_Try it_: For this task, retype the records below exactly.

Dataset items
= = = = =
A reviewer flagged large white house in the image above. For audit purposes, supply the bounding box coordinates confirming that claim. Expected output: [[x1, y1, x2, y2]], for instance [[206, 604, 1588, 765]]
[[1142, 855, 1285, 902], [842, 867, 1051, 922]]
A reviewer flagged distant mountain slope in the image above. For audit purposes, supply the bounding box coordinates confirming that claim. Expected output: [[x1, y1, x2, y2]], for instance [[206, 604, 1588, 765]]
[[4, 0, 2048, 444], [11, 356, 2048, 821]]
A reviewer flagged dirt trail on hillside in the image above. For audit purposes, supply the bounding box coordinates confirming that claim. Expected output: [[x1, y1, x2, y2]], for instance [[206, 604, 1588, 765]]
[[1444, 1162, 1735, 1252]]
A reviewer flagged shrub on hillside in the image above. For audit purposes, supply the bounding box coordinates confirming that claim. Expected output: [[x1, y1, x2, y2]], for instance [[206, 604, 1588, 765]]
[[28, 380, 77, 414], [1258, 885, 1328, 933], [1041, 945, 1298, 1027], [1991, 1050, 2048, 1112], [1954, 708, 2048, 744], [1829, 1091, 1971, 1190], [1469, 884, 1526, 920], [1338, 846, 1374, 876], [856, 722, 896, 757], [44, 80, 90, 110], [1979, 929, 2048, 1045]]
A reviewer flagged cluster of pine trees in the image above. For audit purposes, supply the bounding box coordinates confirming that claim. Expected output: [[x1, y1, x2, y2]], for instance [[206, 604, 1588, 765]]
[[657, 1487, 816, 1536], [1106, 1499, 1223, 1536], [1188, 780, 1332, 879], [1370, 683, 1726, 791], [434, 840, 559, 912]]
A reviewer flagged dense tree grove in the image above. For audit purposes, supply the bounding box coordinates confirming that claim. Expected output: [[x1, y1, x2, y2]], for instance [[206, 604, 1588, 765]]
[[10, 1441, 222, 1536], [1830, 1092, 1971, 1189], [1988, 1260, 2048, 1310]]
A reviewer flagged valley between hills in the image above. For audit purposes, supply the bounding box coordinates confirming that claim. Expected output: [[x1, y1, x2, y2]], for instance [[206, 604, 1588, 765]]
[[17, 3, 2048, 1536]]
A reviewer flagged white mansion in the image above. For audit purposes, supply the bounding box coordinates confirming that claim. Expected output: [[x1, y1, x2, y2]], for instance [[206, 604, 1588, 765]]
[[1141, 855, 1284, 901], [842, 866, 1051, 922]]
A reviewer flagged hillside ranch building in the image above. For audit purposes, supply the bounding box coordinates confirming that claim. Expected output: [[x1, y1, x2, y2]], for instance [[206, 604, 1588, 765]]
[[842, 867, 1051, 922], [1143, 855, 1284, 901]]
= = = = =
_Task answer_:
A reviewer flagged large white house in the image above. For audit purposes, supply the bounding box coordinates confirming that claim. Expected output: [[x1, y1, x2, y2]], for instance [[206, 604, 1588, 765]]
[[1142, 855, 1285, 902], [842, 867, 1051, 922]]
A reviewer flagged distant mountain slope in the image above. For audit purposes, supply the bounding box coordinates confirming that claim. Expected output: [[x1, y1, x2, y2]], for instance [[206, 604, 1588, 765]]
[[4, 0, 2048, 444], [11, 356, 2048, 821]]
A reviewer flagged dirt trail on hillside in the image above. For audit purposes, supply the bounding box coordinates confirming that claim. Expected output: [[x1, y1, x2, y2]], for instance [[206, 604, 1588, 765]]
[[1444, 1162, 1735, 1252]]
A reviewer flagged shrub on hillside in the image above. For audit purposes, supply the bounding box coordinates confirming that claim. Expected output: [[x1, y1, x2, y2]], for instance [[206, 604, 1588, 765]]
[[28, 380, 77, 414], [1258, 885, 1328, 933], [1041, 945, 1298, 1027], [1991, 1050, 2048, 1112], [1954, 708, 2048, 744], [1829, 1091, 1971, 1190], [1469, 884, 1526, 920], [1338, 846, 1374, 876], [856, 722, 896, 757], [44, 80, 90, 110], [1979, 929, 2048, 1045]]
A reviewer flagged cluster of pine trees in the image above. For audit purposes, supply the bounding box coordinates confirming that claim. Expected output: [[x1, y1, x2, y2]], for instance [[206, 604, 1588, 765]]
[[657, 1487, 816, 1536], [1106, 1499, 1223, 1536], [1188, 780, 1332, 879], [1370, 683, 1726, 791], [434, 840, 559, 912]]
A reviewer flagged dense tree grove in the image above. For audit purposes, supply the bounding box coordinates confirming that claim. Expected output: [[x1, y1, x2, y2]], for instance [[206, 604, 1588, 765]]
[[10, 1441, 222, 1536], [1830, 1092, 1971, 1189], [1988, 1260, 2048, 1310]]
A reviewer flagged valley between hills in the image above. For audit purposes, supply the bounding box coordinates confirming that claim. Expected output: [[x1, y1, x2, y2]], for instance [[206, 604, 1588, 765]]
[[17, 3, 2048, 1536]]
A reviewer flagged white mansion in the image above. For audit purposes, supply the bounding box coordinates confirming that claim. Expected output: [[x1, y1, x2, y2]], for instance [[206, 604, 1588, 765]]
[[1141, 855, 1284, 901], [842, 866, 1051, 922]]
A reviewer flagged hillside ranch building in the image above. For audit purposes, supply the bounding box coordinates confirming that claim. Expected output: [[x1, y1, x2, y2]], for instance [[206, 604, 1588, 765]]
[[842, 867, 1051, 922], [1143, 855, 1284, 901]]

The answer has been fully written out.